[start]

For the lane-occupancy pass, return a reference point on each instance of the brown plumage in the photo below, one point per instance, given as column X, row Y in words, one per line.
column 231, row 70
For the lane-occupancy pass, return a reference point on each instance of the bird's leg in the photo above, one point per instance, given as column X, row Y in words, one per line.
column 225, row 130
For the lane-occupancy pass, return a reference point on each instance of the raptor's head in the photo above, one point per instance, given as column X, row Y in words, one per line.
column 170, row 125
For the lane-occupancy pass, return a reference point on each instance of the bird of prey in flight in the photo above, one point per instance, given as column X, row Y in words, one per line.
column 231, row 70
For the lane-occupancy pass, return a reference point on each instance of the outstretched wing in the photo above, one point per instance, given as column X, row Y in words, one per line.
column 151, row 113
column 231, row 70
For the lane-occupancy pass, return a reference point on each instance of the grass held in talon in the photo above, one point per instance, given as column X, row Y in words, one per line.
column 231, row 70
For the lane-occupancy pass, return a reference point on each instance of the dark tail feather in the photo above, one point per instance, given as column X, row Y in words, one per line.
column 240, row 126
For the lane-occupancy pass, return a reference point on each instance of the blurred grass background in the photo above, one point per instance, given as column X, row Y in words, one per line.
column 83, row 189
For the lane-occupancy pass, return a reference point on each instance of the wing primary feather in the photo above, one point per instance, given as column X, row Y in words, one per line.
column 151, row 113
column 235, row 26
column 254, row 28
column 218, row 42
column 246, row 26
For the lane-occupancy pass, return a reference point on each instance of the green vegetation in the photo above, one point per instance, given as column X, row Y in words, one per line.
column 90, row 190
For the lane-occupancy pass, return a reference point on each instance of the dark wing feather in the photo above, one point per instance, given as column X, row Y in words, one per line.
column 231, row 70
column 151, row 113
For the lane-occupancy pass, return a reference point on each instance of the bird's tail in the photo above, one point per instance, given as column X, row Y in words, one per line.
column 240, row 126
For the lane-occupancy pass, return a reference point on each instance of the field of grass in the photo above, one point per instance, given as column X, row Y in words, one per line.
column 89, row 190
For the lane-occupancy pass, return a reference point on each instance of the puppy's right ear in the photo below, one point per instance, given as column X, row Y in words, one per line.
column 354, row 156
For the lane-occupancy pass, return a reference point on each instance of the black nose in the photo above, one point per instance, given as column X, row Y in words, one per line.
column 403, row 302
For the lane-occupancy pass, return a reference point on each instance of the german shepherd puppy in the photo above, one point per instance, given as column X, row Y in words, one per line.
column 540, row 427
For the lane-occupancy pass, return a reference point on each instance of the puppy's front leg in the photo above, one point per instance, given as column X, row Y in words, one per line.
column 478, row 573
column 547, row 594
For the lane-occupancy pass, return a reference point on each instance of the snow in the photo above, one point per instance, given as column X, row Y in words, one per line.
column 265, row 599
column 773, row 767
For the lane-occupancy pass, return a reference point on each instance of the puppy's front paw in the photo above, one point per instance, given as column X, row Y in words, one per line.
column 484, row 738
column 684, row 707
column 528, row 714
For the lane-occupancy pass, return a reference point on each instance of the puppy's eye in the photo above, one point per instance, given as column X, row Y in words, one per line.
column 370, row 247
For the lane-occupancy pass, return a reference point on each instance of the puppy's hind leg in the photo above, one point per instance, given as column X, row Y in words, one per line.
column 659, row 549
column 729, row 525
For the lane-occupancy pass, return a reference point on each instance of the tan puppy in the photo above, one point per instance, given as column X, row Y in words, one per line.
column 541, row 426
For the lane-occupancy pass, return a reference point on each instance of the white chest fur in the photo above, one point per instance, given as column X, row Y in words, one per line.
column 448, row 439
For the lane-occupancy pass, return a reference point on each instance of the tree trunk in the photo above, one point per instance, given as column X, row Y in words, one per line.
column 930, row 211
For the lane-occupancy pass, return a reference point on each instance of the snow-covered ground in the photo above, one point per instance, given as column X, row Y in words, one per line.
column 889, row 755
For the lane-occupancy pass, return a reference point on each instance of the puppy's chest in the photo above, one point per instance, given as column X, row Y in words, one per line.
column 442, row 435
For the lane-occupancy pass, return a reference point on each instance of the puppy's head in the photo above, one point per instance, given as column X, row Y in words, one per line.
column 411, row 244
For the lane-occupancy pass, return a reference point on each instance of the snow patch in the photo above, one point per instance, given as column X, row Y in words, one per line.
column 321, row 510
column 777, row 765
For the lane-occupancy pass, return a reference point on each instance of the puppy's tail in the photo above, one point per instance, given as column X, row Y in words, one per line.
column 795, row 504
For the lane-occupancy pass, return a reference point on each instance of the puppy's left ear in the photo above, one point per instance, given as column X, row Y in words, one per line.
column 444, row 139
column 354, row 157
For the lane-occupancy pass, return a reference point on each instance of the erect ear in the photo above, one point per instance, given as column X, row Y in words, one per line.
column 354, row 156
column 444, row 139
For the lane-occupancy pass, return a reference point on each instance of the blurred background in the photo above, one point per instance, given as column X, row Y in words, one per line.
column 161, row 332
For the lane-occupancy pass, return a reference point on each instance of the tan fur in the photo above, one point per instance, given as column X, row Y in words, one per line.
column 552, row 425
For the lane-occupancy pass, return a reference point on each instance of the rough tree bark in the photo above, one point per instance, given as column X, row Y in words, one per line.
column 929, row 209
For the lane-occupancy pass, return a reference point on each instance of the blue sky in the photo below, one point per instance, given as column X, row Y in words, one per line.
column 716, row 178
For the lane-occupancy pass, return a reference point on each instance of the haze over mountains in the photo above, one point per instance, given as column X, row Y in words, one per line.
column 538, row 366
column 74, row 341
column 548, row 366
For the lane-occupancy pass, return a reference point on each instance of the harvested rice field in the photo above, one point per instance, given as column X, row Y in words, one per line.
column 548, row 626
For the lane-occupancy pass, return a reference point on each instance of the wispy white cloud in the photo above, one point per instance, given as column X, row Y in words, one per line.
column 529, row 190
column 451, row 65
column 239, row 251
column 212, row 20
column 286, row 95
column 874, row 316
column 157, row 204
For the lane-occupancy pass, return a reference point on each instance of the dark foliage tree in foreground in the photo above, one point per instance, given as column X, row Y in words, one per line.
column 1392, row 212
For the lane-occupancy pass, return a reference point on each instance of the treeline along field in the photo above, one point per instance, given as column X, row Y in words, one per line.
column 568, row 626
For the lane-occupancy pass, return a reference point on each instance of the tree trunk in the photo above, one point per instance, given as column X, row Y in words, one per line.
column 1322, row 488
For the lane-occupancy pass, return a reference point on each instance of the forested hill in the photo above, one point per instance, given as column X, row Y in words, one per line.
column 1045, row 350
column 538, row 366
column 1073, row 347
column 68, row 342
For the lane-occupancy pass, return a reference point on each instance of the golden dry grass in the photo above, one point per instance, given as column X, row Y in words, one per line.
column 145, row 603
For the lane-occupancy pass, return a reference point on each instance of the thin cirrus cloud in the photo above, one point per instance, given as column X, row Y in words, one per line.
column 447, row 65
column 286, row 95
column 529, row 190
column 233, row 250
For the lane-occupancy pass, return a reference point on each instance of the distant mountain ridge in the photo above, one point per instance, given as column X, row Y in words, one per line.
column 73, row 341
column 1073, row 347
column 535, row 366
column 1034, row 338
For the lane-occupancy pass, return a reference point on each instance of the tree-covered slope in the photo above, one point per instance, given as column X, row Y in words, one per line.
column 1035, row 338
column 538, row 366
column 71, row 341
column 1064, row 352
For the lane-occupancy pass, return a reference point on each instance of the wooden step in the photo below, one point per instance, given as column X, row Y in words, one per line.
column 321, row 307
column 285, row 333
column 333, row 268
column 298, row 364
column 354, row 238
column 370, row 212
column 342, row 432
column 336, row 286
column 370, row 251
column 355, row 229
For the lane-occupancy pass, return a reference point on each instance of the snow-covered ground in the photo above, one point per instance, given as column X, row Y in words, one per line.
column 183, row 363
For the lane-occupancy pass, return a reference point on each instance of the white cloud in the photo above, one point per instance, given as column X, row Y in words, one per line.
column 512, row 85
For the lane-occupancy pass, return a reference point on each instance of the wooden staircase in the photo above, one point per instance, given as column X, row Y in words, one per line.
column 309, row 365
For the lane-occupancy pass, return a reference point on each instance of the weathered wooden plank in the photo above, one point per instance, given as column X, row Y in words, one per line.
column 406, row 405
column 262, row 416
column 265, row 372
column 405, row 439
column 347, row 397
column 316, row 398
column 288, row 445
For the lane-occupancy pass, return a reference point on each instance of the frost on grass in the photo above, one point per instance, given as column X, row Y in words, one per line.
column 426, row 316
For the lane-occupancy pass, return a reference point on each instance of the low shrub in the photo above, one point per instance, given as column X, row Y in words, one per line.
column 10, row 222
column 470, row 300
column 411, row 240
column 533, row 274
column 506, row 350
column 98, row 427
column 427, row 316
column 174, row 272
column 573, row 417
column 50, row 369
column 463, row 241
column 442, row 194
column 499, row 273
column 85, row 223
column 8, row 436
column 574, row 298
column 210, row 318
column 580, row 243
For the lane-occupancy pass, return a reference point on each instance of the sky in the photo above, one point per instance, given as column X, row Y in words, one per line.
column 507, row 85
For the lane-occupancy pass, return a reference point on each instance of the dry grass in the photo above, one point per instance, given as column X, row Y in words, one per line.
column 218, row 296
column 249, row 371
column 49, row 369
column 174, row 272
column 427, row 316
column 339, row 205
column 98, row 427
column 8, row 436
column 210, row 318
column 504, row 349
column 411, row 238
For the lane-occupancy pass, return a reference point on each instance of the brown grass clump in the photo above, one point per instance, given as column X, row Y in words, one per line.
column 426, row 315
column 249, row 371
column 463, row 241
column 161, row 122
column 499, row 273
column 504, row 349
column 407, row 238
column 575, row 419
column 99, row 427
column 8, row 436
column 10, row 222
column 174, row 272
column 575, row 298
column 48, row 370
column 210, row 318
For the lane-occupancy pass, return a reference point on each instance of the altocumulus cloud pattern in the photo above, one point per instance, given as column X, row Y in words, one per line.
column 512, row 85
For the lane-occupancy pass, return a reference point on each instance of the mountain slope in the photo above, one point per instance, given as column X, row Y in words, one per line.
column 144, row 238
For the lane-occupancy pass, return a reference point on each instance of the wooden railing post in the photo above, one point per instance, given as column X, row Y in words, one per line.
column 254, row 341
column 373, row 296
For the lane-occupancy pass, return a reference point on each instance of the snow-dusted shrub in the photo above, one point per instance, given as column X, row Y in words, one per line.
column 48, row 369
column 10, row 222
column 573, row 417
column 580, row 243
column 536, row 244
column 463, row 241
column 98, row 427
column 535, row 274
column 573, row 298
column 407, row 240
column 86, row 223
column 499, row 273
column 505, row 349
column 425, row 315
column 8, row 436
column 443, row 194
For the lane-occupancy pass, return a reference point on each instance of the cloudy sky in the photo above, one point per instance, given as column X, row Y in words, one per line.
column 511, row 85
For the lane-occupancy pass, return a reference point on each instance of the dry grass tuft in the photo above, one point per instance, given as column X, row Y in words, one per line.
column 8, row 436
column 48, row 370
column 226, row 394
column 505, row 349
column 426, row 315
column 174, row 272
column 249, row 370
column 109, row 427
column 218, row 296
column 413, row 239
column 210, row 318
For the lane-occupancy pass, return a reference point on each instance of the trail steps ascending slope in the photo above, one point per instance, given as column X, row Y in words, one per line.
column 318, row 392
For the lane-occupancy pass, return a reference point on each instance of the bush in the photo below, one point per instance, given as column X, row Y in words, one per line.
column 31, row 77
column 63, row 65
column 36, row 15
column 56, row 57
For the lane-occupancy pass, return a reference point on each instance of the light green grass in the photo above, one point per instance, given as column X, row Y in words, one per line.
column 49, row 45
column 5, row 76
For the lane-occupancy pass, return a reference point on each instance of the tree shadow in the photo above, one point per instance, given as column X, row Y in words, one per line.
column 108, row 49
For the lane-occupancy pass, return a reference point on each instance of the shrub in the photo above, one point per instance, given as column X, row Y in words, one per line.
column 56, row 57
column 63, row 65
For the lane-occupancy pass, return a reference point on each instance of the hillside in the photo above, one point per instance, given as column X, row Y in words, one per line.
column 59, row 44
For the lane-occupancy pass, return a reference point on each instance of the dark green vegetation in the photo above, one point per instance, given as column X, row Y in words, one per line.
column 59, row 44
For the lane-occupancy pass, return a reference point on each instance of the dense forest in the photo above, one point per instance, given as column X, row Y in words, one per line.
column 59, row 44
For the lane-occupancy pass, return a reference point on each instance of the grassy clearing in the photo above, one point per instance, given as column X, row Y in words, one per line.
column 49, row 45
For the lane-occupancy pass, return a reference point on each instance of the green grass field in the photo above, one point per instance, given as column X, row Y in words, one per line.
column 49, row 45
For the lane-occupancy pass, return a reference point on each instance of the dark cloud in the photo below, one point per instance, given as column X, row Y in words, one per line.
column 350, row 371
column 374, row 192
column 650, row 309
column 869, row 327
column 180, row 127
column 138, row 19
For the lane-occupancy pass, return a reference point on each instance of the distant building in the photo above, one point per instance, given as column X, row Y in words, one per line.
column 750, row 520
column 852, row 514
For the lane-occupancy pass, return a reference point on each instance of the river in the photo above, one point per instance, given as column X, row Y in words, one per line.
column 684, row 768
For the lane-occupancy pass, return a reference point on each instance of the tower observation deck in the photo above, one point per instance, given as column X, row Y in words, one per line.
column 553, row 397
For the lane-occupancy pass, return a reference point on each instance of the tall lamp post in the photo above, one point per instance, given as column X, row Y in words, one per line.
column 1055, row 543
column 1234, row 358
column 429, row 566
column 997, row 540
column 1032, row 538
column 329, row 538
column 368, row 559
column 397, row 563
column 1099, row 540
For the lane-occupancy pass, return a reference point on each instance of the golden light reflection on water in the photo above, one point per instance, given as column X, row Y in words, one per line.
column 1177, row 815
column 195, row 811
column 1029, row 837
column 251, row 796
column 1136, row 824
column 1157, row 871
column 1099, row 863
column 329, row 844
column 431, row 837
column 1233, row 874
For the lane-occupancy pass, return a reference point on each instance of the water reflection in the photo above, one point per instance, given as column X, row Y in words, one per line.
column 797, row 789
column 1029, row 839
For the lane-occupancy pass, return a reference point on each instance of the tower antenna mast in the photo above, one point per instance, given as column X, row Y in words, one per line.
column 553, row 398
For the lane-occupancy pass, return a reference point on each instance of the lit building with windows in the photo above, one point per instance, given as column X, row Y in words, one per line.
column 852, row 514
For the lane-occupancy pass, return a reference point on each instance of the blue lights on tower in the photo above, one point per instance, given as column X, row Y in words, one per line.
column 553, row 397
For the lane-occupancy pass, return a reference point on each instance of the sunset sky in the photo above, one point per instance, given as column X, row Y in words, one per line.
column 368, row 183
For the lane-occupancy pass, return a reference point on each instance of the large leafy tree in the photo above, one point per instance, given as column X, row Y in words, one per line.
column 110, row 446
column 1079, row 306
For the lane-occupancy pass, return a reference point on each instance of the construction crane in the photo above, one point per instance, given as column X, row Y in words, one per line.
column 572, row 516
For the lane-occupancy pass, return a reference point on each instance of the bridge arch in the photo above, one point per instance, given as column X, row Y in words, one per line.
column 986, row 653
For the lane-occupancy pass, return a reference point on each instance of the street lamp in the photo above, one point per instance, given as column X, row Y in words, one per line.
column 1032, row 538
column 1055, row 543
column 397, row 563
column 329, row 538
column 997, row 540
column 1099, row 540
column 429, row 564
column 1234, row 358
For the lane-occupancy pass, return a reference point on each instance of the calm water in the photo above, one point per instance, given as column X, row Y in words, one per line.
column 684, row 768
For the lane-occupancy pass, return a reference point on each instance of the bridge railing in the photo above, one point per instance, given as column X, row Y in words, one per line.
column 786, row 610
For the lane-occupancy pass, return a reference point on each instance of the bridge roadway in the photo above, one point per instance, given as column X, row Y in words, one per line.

[end]

Task: Quote the part of the material that opens with the line containing "puppy's front paw" and closes with the line containing "column 528, row 714", both lines included, reproducing each line without any change.

Answer:
For the lane-occupancy pass, return a reference point on each instance of the puppy's front paw in the photo above, one point per instance, given as column X, row Y in words, one per line.
column 484, row 738
column 684, row 707
column 528, row 714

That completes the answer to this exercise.